Excerpts from bounding box data
########

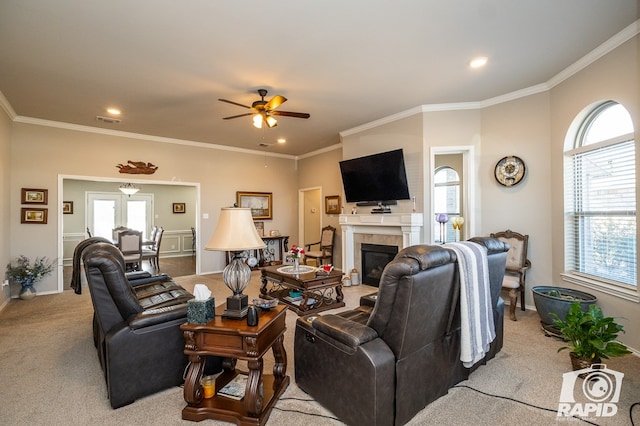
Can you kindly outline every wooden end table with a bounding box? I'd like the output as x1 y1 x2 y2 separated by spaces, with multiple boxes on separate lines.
260 265 345 315
180 305 290 425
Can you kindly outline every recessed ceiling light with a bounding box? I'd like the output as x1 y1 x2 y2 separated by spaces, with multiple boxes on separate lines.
469 56 489 68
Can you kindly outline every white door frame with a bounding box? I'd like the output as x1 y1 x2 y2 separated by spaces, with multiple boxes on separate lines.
298 186 324 250
425 145 480 244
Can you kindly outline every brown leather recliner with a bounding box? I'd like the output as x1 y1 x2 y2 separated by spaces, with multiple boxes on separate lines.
294 238 508 426
82 243 211 408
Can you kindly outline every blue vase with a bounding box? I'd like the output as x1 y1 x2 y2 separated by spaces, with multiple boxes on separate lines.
18 281 36 300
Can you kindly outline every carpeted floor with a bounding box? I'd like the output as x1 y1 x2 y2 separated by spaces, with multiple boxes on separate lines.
0 272 640 426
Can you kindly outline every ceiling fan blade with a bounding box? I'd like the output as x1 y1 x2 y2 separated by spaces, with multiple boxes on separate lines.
264 95 287 111
218 99 251 109
271 111 311 118
222 112 254 120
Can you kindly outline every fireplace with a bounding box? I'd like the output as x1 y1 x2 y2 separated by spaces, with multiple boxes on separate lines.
361 243 398 287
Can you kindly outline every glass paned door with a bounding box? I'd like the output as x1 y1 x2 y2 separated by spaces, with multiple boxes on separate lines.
87 192 153 240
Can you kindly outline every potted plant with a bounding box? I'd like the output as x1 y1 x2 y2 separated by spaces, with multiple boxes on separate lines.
6 255 54 300
552 302 631 371
531 286 598 336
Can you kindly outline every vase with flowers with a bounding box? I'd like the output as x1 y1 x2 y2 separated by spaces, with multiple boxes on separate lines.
289 244 304 274
5 255 54 300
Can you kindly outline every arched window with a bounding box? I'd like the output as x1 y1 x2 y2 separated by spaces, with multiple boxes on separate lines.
564 101 637 295
433 166 461 243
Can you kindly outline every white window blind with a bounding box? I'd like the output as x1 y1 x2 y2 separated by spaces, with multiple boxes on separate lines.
565 140 637 286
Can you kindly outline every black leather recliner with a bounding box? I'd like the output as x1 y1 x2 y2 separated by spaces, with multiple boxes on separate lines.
82 243 194 408
294 238 508 426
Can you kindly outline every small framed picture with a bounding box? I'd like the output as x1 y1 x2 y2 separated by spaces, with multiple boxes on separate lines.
20 207 48 225
173 203 187 213
236 191 273 220
62 201 73 214
324 195 340 214
22 188 49 205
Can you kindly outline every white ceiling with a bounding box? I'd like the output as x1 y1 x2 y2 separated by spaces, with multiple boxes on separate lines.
0 0 640 155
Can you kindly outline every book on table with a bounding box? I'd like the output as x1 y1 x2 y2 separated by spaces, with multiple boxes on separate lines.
218 374 247 400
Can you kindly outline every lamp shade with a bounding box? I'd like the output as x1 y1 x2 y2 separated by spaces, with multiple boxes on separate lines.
204 207 266 251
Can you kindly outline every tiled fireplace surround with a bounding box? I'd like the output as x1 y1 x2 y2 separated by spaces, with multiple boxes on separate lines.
339 213 423 272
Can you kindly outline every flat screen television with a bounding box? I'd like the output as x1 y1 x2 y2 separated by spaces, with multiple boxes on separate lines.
340 149 410 205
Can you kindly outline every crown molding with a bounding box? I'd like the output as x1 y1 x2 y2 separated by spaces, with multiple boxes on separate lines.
13 116 296 160
340 19 640 137
0 92 17 121
547 19 640 88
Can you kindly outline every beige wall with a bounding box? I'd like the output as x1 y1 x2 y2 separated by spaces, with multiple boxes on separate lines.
0 108 11 309
298 147 346 269
332 36 640 350
478 93 562 316
10 123 298 294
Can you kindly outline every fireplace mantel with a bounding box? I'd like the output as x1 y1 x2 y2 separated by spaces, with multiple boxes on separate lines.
339 213 424 271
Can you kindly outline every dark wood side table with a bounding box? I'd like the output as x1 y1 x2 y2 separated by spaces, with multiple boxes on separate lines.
180 306 290 425
260 265 345 315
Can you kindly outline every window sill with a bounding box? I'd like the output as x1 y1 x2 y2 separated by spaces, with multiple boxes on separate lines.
560 273 640 303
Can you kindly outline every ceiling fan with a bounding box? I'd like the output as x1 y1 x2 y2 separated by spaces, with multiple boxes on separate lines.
218 89 311 129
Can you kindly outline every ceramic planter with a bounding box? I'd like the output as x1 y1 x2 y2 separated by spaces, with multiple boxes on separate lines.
531 286 598 332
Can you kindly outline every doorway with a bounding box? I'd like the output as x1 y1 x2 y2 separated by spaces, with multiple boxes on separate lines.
86 192 153 240
57 175 203 292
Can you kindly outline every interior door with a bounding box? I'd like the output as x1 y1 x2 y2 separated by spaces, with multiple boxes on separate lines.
86 192 153 240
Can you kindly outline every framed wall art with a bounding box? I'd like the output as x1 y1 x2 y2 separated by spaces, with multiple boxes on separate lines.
21 188 49 205
62 201 73 214
20 207 48 225
324 195 340 214
236 191 273 219
173 203 187 213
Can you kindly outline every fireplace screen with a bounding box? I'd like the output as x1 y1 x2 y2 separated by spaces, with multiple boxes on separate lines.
361 244 398 287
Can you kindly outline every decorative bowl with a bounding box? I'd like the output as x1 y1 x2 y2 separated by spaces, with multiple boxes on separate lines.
253 298 278 309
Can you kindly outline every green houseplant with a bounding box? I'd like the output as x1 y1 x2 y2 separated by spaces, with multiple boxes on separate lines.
554 302 631 370
6 255 54 300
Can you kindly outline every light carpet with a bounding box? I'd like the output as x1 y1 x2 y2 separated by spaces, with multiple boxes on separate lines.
0 272 640 426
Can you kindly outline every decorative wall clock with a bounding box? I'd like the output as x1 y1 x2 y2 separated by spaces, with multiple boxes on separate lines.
495 155 527 186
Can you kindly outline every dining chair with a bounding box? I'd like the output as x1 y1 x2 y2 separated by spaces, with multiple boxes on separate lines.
304 225 336 266
142 227 164 272
111 226 129 242
490 229 531 321
118 229 142 271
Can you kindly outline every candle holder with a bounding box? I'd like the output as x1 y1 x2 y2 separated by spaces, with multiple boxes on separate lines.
436 213 449 244
451 216 464 241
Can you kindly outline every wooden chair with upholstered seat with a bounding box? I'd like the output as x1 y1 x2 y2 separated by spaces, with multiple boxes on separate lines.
304 225 336 266
142 227 164 272
490 229 531 321
118 229 142 271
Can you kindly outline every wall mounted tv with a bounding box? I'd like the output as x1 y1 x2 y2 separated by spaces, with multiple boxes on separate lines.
340 149 410 213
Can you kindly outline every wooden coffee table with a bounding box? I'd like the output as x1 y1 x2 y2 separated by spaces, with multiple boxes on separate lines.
180 305 289 425
260 265 345 315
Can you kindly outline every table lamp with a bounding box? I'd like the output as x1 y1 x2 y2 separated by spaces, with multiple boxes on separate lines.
204 207 266 319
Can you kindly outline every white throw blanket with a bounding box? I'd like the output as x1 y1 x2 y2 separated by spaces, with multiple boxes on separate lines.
445 241 496 367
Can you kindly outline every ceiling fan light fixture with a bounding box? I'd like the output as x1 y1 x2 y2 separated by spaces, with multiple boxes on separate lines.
119 182 140 197
265 115 278 128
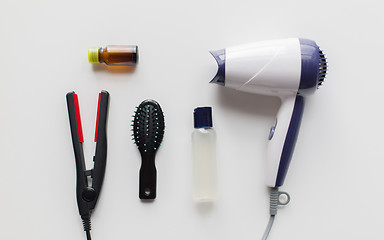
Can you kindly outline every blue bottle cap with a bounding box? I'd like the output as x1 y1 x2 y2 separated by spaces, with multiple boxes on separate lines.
193 107 212 128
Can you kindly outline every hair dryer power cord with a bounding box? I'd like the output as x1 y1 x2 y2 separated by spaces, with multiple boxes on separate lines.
262 187 291 240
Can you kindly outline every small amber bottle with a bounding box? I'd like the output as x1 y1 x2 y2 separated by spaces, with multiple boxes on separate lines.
88 45 138 66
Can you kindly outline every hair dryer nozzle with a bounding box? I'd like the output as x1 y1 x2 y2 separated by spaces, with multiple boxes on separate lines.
209 49 225 86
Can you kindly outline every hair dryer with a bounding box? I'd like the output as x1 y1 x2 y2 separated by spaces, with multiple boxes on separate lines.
211 38 327 239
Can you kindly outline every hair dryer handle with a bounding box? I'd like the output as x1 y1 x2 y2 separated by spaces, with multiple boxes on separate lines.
266 95 304 187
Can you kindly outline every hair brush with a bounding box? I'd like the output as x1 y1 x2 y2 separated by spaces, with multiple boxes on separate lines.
132 99 165 199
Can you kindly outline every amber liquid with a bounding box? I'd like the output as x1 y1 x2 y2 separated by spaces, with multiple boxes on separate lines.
99 46 138 66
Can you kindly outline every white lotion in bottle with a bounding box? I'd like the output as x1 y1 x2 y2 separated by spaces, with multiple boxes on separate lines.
192 107 217 202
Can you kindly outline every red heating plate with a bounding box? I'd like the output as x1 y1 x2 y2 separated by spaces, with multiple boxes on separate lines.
95 93 101 142
73 93 84 142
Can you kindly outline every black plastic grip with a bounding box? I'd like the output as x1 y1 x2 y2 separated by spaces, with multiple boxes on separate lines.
66 91 109 218
139 155 157 200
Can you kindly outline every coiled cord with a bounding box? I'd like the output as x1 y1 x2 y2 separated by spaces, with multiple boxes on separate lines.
262 187 291 240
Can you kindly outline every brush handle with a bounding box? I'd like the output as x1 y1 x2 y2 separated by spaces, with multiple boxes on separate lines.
139 153 157 200
266 94 304 187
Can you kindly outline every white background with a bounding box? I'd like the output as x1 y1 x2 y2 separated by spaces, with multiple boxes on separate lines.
0 0 384 240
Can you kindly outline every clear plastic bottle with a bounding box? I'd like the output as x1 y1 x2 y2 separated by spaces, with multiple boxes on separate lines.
192 107 217 202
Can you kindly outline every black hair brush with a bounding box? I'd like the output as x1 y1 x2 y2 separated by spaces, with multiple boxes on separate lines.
132 99 165 199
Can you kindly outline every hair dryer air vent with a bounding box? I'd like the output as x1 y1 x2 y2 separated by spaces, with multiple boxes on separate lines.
317 49 328 87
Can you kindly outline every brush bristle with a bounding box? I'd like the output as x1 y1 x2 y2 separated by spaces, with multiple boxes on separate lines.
318 49 328 87
133 100 165 153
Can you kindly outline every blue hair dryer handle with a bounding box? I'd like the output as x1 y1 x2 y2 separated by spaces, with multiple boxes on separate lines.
266 94 304 187
276 95 304 187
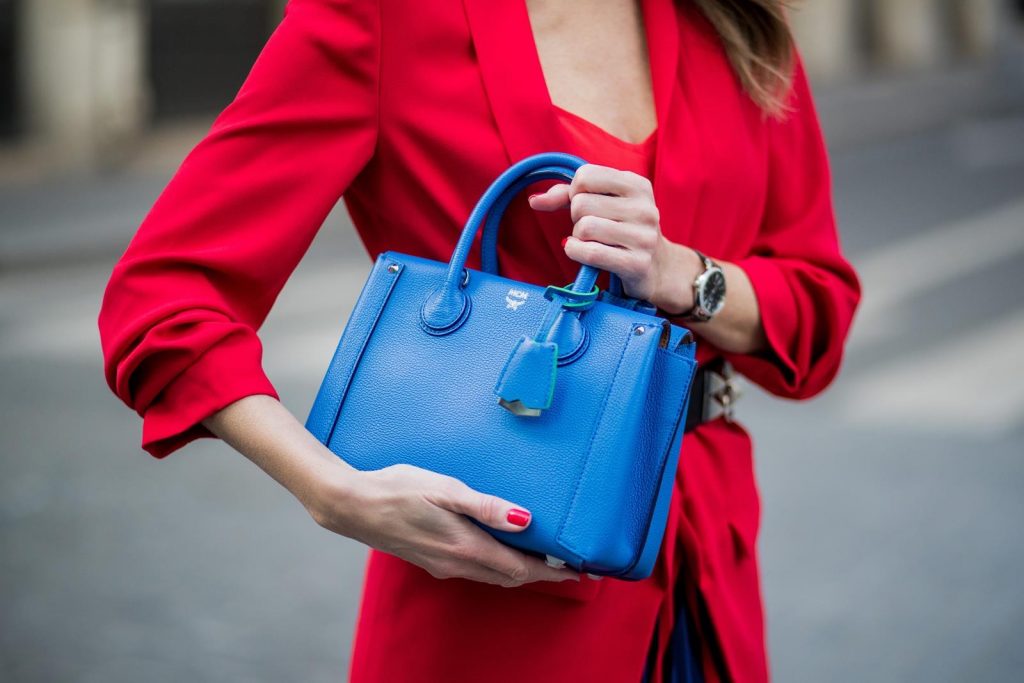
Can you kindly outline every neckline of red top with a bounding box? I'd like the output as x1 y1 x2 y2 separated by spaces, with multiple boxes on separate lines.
552 104 657 178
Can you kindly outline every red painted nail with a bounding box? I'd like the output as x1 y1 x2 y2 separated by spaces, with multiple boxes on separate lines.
505 508 529 526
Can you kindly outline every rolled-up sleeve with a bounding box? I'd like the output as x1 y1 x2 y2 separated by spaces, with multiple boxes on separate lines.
97 0 380 458
726 59 860 398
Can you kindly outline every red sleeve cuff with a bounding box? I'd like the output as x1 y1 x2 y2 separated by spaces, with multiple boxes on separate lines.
142 334 280 458
726 256 800 395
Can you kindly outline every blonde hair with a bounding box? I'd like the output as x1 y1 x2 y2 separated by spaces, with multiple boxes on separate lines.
694 0 795 118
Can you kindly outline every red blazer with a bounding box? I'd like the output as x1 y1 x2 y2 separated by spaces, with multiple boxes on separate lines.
98 0 859 682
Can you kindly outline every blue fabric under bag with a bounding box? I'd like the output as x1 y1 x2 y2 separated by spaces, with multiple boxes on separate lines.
306 153 696 580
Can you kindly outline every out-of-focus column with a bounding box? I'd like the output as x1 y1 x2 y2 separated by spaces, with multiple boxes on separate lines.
790 0 861 82
871 0 946 69
19 0 150 169
953 0 1010 57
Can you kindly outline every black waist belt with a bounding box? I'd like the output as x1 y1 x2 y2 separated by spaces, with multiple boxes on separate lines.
683 358 739 432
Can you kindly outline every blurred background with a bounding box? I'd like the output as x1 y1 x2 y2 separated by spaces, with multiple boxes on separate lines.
0 0 1024 683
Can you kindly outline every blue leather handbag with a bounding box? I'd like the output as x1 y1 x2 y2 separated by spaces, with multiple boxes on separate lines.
306 153 696 580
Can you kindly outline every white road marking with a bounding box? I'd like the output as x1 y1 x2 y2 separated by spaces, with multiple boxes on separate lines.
851 200 1024 346
835 311 1024 437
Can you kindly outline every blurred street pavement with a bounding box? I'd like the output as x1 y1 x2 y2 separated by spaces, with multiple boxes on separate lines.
0 82 1024 683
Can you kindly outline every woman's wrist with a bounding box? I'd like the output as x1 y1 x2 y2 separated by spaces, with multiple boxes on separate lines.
650 236 703 315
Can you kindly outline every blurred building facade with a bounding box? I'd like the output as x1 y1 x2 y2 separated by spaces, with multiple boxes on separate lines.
0 0 1024 170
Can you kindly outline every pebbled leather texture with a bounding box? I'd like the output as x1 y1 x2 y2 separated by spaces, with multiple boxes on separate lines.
306 155 696 580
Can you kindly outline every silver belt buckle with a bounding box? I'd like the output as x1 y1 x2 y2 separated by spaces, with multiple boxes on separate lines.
705 360 743 422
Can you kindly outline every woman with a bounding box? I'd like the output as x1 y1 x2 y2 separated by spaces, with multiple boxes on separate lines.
99 0 859 681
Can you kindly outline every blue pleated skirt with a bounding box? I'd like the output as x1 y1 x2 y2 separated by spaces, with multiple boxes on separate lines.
641 581 703 683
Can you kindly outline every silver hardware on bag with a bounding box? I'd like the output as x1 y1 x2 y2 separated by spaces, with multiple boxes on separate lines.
705 360 743 422
544 555 565 569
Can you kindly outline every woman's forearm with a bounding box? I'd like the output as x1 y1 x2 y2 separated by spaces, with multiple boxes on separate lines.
203 394 355 509
651 240 767 353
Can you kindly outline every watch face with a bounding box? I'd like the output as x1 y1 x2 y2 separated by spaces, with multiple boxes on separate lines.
700 268 725 315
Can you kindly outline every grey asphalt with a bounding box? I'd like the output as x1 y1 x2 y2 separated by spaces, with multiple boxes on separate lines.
0 96 1024 683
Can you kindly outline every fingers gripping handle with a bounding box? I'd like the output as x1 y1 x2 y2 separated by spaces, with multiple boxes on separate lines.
422 153 597 334
421 153 610 416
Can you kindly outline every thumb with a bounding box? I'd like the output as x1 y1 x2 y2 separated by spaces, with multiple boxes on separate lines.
438 478 532 532
527 182 569 211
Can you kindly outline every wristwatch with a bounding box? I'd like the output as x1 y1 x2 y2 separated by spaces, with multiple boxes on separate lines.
679 249 725 323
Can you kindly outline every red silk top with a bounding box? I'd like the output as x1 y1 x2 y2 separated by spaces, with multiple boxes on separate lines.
98 0 860 683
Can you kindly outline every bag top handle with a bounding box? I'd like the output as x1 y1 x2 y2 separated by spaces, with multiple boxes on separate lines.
422 152 599 334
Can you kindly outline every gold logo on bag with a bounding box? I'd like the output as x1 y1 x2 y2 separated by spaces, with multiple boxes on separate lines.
505 287 529 310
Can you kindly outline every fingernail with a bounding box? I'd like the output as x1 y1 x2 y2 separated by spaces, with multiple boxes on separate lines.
505 508 529 526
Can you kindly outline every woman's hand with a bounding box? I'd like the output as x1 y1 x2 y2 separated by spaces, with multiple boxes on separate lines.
529 164 703 313
203 394 580 587
529 164 768 353
307 465 580 587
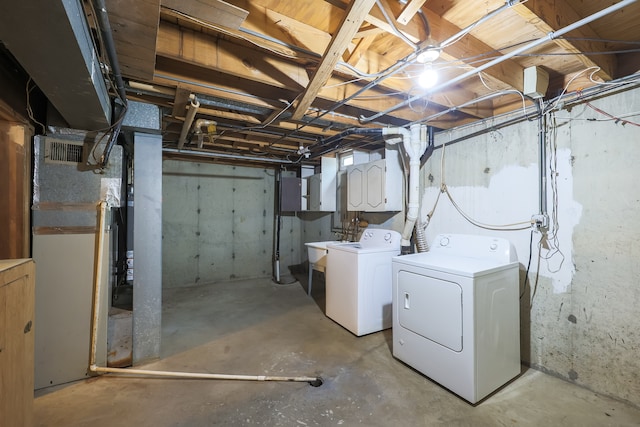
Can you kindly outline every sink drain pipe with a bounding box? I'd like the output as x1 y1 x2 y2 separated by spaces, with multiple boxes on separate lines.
89 201 323 387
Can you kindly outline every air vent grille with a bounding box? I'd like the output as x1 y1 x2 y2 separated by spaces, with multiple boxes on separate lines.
45 139 84 164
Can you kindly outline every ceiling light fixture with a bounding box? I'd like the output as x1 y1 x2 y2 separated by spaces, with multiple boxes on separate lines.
416 37 440 64
418 64 438 89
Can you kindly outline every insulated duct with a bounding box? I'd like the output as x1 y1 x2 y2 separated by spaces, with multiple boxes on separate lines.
382 124 427 254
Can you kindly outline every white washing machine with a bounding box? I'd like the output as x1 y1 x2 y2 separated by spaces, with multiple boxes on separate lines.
325 228 401 336
392 234 520 403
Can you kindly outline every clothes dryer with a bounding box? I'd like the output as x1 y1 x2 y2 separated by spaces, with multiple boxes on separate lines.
392 234 520 403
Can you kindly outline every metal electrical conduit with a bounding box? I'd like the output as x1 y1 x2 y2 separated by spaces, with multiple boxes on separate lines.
93 0 127 168
360 0 637 123
89 201 322 387
264 0 521 145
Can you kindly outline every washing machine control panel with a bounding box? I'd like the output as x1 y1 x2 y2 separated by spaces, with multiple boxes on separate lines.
360 228 401 248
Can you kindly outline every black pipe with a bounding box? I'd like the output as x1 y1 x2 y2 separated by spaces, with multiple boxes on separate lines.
93 0 127 168
420 126 436 167
306 128 382 158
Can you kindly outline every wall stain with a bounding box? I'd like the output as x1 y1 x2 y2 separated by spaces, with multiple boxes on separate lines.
558 302 564 320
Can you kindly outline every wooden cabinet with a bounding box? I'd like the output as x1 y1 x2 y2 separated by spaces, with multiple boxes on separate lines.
0 259 35 426
347 150 404 212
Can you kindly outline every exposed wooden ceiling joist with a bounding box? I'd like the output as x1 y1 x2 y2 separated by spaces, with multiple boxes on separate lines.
293 0 375 120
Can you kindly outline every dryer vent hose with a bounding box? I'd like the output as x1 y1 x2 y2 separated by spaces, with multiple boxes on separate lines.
416 217 429 252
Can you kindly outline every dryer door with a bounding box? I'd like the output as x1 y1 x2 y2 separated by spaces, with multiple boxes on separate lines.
396 270 462 352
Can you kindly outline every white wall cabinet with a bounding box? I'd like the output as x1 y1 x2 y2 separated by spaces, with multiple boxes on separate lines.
347 150 404 212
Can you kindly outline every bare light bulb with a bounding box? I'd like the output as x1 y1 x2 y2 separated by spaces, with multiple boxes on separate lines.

########

PROBLEM TO WORK ON:
Copy the lines from the beginning of the listing up to and including the line that contains "469 56 489 68". Leave the pictures out.

REPLY:
Can you kindly outline every wooden end table with a bounding box? I'd like the output as x1 y1 x2 y2 separated by spaces, with multiple boxes on separate lines.
260 265 345 315
180 305 290 425
Can you kindly outline every recessed ceiling light with a bounding box? I'd like the output as x1 y1 x2 y2 separated by spaces, with multiple boxes on separate lines.
469 56 489 68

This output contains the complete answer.